→ **Problem requirements**: Retype every line of the data below, starting with the first and ending with the line that contains "sample | (345,434)", but leave out the pictures.

→ **Referring expression pointing data**:
★ ★ ★ ★ ★

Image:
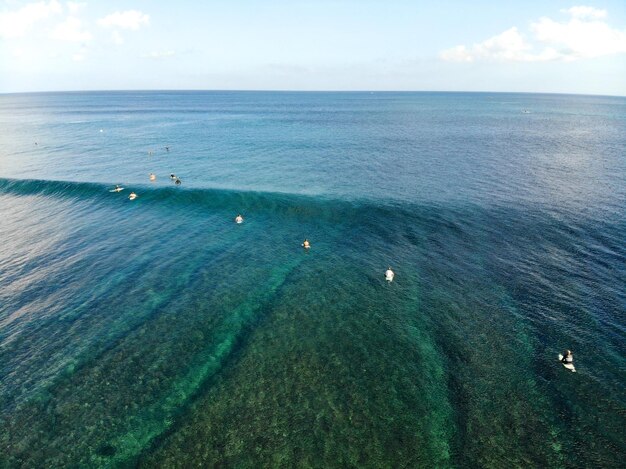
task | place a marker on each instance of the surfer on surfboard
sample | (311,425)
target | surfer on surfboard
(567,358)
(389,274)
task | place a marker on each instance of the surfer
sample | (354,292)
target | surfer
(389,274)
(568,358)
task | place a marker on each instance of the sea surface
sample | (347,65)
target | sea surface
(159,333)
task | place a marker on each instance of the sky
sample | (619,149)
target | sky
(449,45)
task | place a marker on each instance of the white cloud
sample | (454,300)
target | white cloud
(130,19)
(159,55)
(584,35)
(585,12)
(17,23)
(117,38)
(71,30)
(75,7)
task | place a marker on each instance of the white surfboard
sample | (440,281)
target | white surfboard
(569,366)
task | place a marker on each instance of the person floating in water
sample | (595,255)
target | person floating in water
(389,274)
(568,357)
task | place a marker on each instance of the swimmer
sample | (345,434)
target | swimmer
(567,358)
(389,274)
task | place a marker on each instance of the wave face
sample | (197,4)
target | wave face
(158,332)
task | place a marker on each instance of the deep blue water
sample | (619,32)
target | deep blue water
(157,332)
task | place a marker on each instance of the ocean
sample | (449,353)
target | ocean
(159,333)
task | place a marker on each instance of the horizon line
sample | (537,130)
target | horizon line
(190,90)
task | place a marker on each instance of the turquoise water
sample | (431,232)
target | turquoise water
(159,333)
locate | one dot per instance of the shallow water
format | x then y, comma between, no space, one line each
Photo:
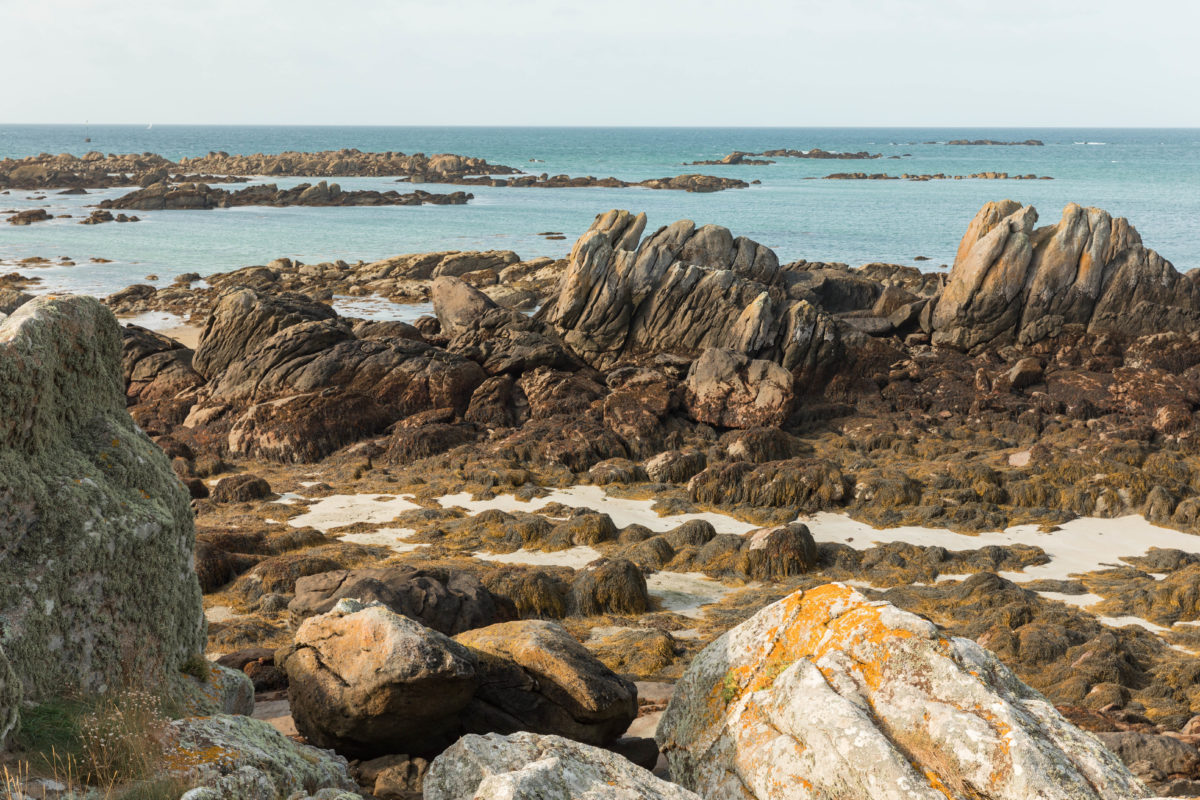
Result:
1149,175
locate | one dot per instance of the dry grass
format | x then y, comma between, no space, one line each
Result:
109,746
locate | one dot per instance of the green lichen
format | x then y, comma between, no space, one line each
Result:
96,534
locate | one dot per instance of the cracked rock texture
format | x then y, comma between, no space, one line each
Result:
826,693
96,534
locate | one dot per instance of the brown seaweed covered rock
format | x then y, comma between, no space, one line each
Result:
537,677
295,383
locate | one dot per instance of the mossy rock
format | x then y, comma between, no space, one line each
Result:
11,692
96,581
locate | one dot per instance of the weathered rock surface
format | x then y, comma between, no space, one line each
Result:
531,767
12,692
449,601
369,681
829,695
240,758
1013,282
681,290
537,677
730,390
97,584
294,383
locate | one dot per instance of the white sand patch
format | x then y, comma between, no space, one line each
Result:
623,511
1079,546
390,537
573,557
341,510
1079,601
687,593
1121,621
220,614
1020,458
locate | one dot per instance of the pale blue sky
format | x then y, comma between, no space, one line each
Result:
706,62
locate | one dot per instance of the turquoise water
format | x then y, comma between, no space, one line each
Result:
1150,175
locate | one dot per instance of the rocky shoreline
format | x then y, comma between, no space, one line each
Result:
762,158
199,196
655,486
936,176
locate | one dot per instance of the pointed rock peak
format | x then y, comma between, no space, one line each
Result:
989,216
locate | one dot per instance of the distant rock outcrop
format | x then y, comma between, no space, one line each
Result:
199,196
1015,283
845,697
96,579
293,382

★ ★ ★ ★ ★

→ **Response to this task**:
Image:
task | place a marker on each instance of the surfer on surfboard
sample | (311,425)
target | surfer on surfboard
(567,358)
(389,274)
task | place a marker on each instance of the surfer
sample | (354,292)
target | surfer
(389,274)
(568,358)
task | place a marker on each instance of the sea surface
sample | (347,65)
target | sea surface
(159,333)
task | place a marker on each instance of the sky
sample | (619,149)
target | sky
(449,45)
task | place a marker on each instance of the white cloud
sample | (454,300)
target | white cloud
(130,19)
(159,55)
(584,35)
(585,12)
(17,23)
(117,38)
(71,30)
(75,7)
task | place a marker on each instance of the white surfboard
sample | (440,281)
target | white surfboard
(569,366)
task | place a marker on each instance of the person floating in water
sample | (595,255)
target | person floating in water
(389,274)
(568,357)
task | place a marker on each instance of the swimmer
sample | (345,434)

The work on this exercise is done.